## AIM OF THE TASK
Gather every line of the items below that contains the string "white", and copy each one out in full.

(Stored records)
## Start
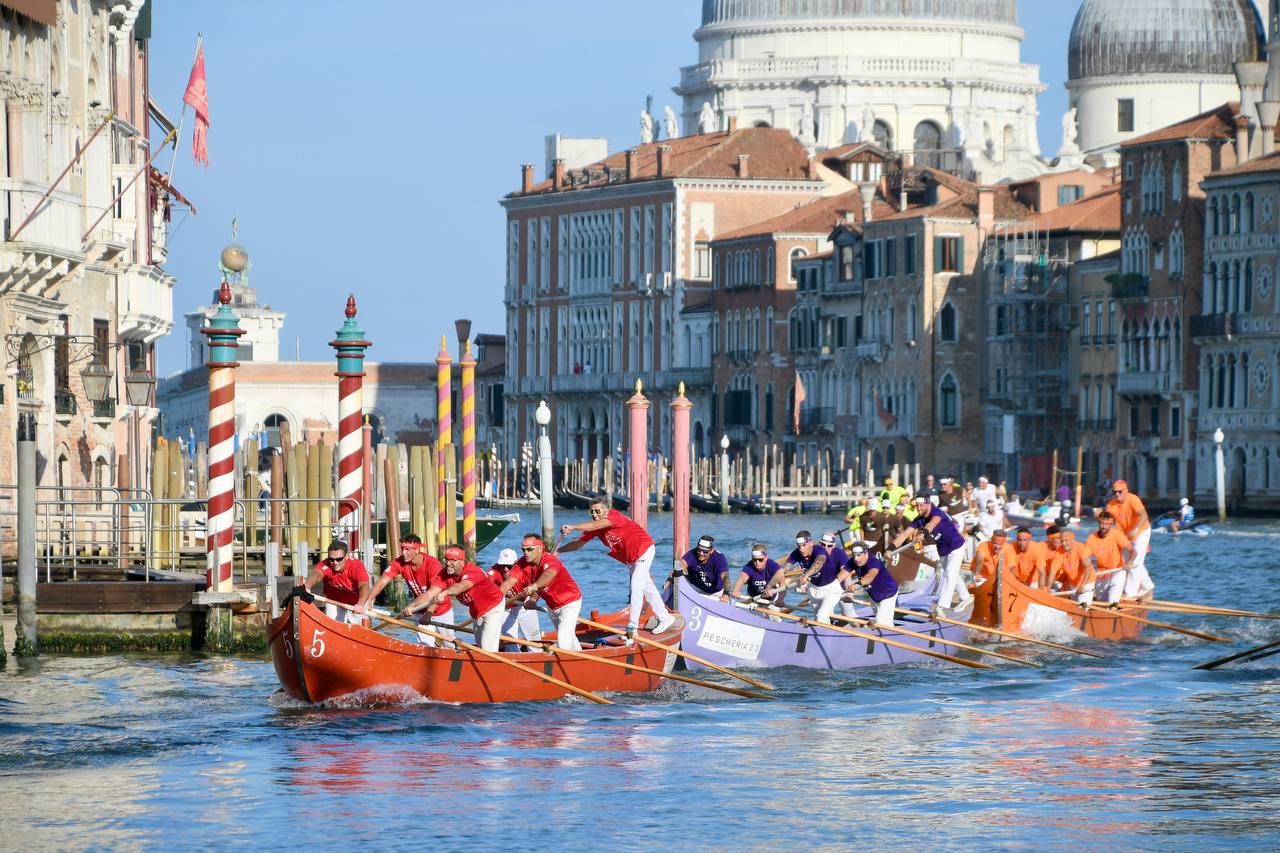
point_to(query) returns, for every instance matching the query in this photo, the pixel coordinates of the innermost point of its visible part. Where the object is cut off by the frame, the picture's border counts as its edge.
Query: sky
(365, 147)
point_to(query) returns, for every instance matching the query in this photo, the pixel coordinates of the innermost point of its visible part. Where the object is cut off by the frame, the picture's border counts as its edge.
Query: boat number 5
(316, 644)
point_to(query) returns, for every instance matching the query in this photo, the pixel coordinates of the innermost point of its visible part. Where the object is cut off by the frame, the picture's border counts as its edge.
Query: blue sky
(364, 147)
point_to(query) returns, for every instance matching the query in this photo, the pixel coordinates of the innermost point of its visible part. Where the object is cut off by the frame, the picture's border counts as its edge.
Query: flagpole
(182, 117)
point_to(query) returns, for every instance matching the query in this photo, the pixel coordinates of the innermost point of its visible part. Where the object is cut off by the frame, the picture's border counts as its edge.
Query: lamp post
(725, 474)
(1220, 470)
(543, 415)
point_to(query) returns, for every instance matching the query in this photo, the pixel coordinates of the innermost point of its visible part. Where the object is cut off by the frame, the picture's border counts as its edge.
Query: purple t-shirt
(947, 536)
(883, 584)
(705, 576)
(826, 574)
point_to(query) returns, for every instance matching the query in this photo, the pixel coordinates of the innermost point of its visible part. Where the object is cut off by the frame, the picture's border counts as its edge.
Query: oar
(1008, 634)
(1116, 611)
(470, 647)
(585, 656)
(1247, 653)
(812, 623)
(680, 652)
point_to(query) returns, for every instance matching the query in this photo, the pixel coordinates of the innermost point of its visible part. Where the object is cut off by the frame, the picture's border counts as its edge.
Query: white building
(1138, 65)
(942, 78)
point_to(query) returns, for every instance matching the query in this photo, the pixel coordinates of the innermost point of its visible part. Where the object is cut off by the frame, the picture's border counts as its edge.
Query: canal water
(1134, 752)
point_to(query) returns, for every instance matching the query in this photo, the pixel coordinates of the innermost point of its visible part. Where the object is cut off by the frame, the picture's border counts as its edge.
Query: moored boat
(318, 658)
(731, 635)
(1010, 605)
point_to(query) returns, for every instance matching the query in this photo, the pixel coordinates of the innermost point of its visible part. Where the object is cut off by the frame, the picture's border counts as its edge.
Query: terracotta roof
(773, 155)
(1217, 123)
(814, 217)
(1096, 213)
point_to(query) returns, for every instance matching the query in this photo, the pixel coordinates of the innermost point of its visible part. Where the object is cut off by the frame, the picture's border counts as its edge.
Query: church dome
(1124, 37)
(737, 12)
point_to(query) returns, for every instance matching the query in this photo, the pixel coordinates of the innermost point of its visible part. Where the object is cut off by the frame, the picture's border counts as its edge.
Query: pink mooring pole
(680, 415)
(638, 409)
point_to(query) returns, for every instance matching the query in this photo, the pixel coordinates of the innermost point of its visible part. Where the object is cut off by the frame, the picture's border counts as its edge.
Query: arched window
(947, 323)
(949, 401)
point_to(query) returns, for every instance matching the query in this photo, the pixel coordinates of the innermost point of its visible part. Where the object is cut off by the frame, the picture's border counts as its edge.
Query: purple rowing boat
(731, 635)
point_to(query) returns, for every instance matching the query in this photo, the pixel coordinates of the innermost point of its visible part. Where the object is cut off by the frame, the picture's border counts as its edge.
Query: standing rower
(630, 544)
(471, 585)
(420, 571)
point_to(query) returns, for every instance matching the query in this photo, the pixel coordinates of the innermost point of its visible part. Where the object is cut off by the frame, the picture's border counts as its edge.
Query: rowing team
(502, 600)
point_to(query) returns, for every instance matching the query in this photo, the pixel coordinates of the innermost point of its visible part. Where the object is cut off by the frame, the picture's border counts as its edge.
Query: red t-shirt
(561, 591)
(625, 539)
(343, 585)
(420, 579)
(483, 596)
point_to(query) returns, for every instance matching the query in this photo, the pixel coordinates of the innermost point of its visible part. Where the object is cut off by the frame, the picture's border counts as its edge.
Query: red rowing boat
(1004, 605)
(318, 658)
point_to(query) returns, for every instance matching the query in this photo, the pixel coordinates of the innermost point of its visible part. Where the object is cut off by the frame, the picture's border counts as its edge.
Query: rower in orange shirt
(992, 553)
(1031, 559)
(1069, 564)
(1107, 552)
(1132, 520)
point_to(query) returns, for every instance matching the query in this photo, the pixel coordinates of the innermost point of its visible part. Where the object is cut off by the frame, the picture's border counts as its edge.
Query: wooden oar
(812, 623)
(492, 656)
(1116, 611)
(680, 652)
(1247, 653)
(675, 676)
(1008, 634)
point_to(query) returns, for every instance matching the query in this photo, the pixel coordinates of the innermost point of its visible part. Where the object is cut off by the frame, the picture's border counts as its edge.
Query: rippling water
(1134, 752)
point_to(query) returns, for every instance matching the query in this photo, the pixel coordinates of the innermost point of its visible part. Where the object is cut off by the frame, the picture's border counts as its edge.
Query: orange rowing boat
(1004, 605)
(319, 658)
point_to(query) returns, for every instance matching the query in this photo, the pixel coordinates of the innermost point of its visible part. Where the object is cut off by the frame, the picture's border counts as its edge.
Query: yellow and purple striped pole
(443, 438)
(223, 333)
(469, 451)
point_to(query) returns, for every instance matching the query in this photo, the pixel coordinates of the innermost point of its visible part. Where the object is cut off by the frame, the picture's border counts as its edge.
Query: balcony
(1146, 384)
(1212, 325)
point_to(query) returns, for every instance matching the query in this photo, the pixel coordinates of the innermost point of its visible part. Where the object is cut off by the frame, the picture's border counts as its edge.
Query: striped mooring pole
(350, 346)
(223, 333)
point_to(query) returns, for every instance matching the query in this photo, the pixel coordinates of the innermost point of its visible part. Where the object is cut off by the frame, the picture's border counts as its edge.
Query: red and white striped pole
(350, 345)
(223, 333)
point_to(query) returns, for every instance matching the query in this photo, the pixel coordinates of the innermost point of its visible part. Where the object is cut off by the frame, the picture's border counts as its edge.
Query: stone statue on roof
(707, 119)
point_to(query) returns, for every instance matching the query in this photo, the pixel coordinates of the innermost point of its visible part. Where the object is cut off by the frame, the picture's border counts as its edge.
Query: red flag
(197, 96)
(799, 400)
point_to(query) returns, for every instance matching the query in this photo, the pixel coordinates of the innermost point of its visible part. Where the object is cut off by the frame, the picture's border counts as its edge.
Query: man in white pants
(630, 544)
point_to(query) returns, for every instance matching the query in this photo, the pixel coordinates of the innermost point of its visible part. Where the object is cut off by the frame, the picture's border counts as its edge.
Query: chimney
(1242, 138)
(986, 209)
(1269, 113)
(868, 192)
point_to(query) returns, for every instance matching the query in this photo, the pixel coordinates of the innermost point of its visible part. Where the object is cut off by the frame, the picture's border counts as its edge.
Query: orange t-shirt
(986, 559)
(1109, 551)
(1127, 512)
(1028, 562)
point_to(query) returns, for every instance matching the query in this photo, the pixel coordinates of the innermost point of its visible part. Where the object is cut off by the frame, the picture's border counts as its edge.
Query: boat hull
(1009, 610)
(320, 660)
(730, 635)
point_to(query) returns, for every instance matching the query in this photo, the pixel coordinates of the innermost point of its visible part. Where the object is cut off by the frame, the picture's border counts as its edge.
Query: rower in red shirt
(545, 575)
(471, 585)
(420, 571)
(630, 544)
(343, 579)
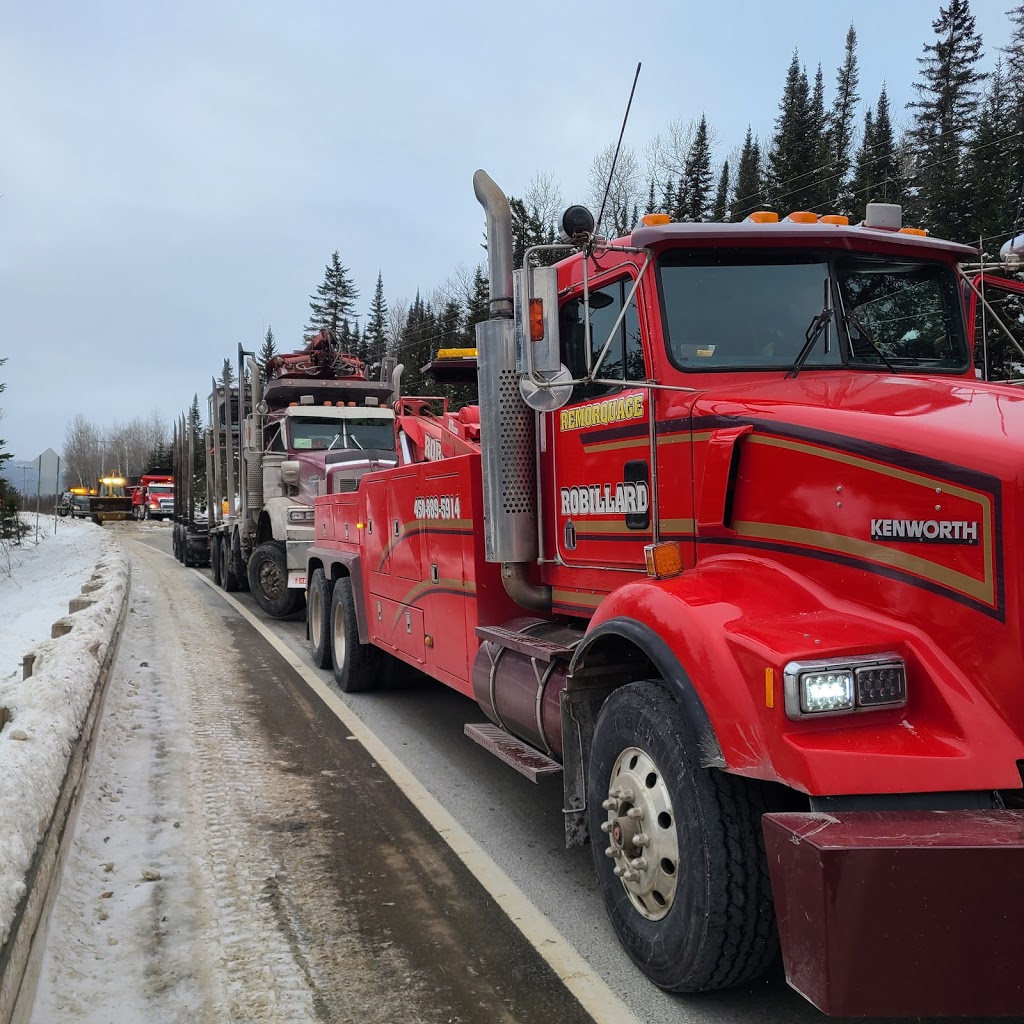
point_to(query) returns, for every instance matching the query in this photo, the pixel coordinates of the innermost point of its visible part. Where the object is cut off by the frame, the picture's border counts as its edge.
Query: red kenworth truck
(153, 498)
(729, 543)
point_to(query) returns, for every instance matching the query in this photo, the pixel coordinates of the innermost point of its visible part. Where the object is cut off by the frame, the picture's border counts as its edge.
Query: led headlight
(840, 686)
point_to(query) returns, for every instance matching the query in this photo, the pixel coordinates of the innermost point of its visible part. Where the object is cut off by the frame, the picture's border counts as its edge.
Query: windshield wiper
(852, 318)
(814, 330)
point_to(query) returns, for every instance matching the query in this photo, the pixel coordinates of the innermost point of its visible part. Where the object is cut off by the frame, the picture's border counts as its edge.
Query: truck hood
(951, 419)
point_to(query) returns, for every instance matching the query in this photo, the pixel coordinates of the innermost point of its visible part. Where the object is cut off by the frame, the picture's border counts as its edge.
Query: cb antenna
(614, 159)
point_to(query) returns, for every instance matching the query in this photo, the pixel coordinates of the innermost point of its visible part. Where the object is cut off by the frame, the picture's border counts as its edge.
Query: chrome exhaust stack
(507, 424)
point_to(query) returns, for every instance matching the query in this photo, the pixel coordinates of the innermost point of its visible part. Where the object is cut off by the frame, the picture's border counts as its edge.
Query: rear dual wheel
(678, 848)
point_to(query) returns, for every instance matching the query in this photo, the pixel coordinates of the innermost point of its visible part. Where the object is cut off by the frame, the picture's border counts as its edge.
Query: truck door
(603, 498)
(996, 356)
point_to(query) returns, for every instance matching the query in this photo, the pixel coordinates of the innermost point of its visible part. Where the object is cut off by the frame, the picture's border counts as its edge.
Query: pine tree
(945, 109)
(750, 181)
(990, 162)
(335, 298)
(1015, 87)
(720, 209)
(793, 167)
(267, 351)
(841, 125)
(878, 176)
(477, 306)
(694, 188)
(376, 334)
(11, 526)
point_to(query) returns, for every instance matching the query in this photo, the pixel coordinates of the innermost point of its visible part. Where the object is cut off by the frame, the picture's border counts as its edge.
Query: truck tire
(318, 619)
(215, 558)
(228, 581)
(268, 580)
(694, 908)
(356, 666)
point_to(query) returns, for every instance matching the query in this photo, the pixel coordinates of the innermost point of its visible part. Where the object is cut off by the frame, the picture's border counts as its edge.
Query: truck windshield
(356, 432)
(726, 310)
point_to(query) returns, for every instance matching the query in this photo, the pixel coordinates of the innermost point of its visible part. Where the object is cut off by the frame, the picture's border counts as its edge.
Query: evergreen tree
(990, 162)
(1015, 88)
(720, 209)
(750, 181)
(335, 298)
(694, 188)
(817, 186)
(841, 125)
(878, 176)
(376, 334)
(267, 351)
(948, 97)
(477, 306)
(11, 526)
(793, 158)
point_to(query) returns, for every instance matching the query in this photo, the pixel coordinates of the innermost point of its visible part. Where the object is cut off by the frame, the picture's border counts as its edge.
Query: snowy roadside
(47, 711)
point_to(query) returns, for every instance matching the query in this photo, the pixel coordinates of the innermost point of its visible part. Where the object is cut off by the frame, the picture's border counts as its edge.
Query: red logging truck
(728, 543)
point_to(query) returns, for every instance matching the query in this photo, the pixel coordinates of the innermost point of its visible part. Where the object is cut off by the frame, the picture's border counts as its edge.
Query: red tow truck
(153, 497)
(729, 543)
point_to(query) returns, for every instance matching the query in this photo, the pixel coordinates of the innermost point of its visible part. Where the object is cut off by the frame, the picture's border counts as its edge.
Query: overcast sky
(174, 176)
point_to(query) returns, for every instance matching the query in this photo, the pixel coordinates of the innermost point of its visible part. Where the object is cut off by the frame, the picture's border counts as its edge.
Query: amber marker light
(664, 559)
(536, 320)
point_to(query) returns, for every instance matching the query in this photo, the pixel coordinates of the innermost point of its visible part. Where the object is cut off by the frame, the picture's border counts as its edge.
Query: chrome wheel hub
(641, 828)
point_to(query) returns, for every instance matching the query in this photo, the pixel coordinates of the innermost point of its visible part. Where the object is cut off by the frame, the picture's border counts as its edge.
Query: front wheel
(228, 581)
(678, 849)
(357, 667)
(215, 558)
(318, 619)
(268, 581)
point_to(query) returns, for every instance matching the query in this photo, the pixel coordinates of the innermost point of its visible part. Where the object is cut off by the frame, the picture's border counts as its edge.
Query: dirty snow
(37, 580)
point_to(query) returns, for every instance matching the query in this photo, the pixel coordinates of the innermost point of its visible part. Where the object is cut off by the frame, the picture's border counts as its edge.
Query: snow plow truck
(729, 545)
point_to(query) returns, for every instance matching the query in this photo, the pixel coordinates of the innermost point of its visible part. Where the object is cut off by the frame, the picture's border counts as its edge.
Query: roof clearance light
(537, 320)
(664, 560)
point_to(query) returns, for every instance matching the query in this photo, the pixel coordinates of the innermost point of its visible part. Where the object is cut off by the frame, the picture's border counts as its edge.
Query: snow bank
(47, 711)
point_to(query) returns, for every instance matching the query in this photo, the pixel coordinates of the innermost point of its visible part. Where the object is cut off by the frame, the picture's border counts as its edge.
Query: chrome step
(526, 760)
(543, 650)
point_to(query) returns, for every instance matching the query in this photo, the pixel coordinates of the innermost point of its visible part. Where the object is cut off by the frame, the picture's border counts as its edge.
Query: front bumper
(901, 913)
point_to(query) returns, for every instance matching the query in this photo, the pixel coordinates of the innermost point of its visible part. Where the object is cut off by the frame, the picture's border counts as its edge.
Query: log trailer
(273, 448)
(728, 544)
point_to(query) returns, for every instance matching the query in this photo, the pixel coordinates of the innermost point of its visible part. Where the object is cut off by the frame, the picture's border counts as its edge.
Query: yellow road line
(578, 976)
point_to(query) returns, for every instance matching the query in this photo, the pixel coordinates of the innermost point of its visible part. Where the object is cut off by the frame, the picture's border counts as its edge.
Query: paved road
(518, 826)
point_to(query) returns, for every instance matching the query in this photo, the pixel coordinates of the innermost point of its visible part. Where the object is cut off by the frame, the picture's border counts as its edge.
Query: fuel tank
(521, 692)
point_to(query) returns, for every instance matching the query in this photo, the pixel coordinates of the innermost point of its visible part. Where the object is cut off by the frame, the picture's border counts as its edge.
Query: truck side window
(272, 439)
(990, 342)
(624, 360)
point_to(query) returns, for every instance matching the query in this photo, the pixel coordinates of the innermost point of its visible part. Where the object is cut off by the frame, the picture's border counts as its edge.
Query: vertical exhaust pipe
(507, 424)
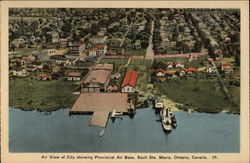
## End
## WORKED SOLUTION
Query: white building
Query: red and white striped pole
Query: man in white pants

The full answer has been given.